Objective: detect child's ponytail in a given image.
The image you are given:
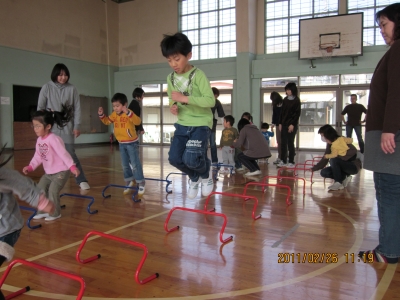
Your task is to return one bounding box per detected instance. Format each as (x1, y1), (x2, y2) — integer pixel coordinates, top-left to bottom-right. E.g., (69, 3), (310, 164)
(53, 104), (73, 129)
(32, 104), (74, 129)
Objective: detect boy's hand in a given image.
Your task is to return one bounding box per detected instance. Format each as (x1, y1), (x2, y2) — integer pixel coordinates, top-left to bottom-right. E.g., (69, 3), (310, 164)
(98, 107), (104, 115)
(170, 104), (179, 115)
(171, 91), (189, 104)
(122, 105), (129, 115)
(71, 169), (80, 178)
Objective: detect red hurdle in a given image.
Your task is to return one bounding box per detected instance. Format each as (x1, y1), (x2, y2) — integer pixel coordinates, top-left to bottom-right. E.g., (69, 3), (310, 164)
(0, 258), (85, 300)
(76, 231), (158, 285)
(243, 182), (292, 206)
(204, 191), (261, 220)
(164, 207), (233, 244)
(262, 175), (306, 195)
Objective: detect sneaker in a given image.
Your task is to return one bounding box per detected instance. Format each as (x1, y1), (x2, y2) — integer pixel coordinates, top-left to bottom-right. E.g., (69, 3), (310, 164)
(45, 214), (61, 221)
(328, 182), (344, 191)
(342, 175), (352, 187)
(277, 161), (287, 167)
(231, 170), (235, 174)
(138, 185), (145, 197)
(244, 170), (262, 176)
(79, 182), (90, 190)
(188, 179), (200, 199)
(201, 177), (214, 197)
(273, 158), (281, 165)
(236, 167), (245, 172)
(123, 180), (136, 195)
(287, 163), (295, 168)
(219, 169), (228, 175)
(33, 213), (49, 220)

**WHAT TO DO:** Find and copy each line above that includes the string "Objective".

**RESPONSE BELOW:**
Objective: detect child's ponytail in a given image.
Objective: detect boy's hand in a given image.
Objective: detect red hurdle in a given image.
Objective: detect sneaker in a given image.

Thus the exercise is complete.